Source data:
==========

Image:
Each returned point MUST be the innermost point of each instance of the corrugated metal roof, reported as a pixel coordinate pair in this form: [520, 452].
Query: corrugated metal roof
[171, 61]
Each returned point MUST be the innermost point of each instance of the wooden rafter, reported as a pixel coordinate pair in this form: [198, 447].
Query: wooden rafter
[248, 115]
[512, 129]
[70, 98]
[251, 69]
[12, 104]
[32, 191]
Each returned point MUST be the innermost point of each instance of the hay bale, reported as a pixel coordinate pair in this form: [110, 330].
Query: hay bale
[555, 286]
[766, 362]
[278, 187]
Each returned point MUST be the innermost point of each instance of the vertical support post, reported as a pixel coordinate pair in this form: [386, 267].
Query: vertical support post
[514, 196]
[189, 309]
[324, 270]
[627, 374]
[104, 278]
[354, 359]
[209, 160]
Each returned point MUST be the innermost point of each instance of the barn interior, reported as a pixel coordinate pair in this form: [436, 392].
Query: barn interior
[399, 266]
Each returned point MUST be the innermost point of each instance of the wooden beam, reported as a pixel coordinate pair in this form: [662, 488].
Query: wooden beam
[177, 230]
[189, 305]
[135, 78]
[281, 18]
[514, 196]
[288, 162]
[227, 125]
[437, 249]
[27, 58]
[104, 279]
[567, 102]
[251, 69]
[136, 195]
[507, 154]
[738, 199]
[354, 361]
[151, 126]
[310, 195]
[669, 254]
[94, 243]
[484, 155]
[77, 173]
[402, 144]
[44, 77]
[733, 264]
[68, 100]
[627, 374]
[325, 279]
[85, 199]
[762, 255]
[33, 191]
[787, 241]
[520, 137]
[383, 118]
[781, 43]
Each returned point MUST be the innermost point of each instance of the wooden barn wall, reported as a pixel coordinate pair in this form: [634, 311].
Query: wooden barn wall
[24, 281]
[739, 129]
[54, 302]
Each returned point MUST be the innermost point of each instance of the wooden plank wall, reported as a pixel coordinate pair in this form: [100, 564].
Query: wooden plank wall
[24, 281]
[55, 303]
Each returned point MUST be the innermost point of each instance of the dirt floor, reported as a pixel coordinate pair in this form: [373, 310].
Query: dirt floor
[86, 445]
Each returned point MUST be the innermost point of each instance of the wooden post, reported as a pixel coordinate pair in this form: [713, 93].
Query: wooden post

==========

• **Direction**:
Update the data above by replacing every occurrence of "innermost" with "central", leaving everything else unchanged.

• **Exercise solution**:
Image:
Each returned point MUST be the central point of each instance of the corrugated metal roof, reported as a pixel coordinate pair in this form: [520, 452].
Query: corrugated metal roof
[171, 61]
Each returned point MUST be the central point of each instance of the wooden rafter, reported as a pixel coordinate pair in this form: [198, 447].
Query: wooden rafter
[248, 115]
[512, 129]
[70, 98]
[251, 69]
[12, 104]
[32, 191]
Each returned point MUST be the central point of each instance of the hay bale, reported as a pixel coordinate pair in this form: [110, 330].
Query: hay bale
[555, 286]
[766, 362]
[278, 187]
Each returned point MUST be the central point of each instance of the vertical support post, reported as a pixel coordinate pair in this form: [386, 267].
Query: vertical support post
[514, 196]
[189, 309]
[324, 270]
[627, 374]
[104, 278]
[354, 359]
[209, 160]
Each returned point MUST be the central point of each instance of the barn interior, reported as a pixel coordinate pair in this form: [436, 392].
Query: barn interior
[399, 266]
Each returned point MUST be the central point of each instance of the wooden beam, reported as a pixel coordinate pair in this form: [662, 488].
Query: wooden beam
[177, 230]
[189, 305]
[135, 78]
[281, 18]
[514, 196]
[288, 162]
[227, 125]
[437, 249]
[27, 58]
[104, 279]
[567, 102]
[251, 69]
[136, 195]
[507, 154]
[738, 199]
[354, 361]
[151, 126]
[310, 195]
[669, 254]
[94, 243]
[484, 155]
[77, 173]
[402, 144]
[44, 77]
[733, 264]
[68, 100]
[627, 374]
[325, 279]
[85, 199]
[762, 255]
[33, 191]
[787, 241]
[520, 137]
[383, 118]
[781, 43]
Each returned point MUST be the central point of each instance of the wooden barn wall, reported as a pixel coordinate pair in this form: [634, 311].
Query: wooden barn wall
[24, 281]
[739, 129]
[54, 302]
Each returned point MUST be the central point of each instance of the wooden plank wall, reported as a pixel coordinate pair in this form: [100, 564].
Query: wooden plank wall
[24, 281]
[55, 303]
Each returned point MUST be the central point of each instance of the dirt floor, reported as a pixel coordinate pair in this form: [373, 310].
Query: dirt floor
[86, 445]
Each returned point MUST be the central point of each instance of the wooden post, reported as a pixel coordinate pair in this form: [713, 93].
Query: wooden post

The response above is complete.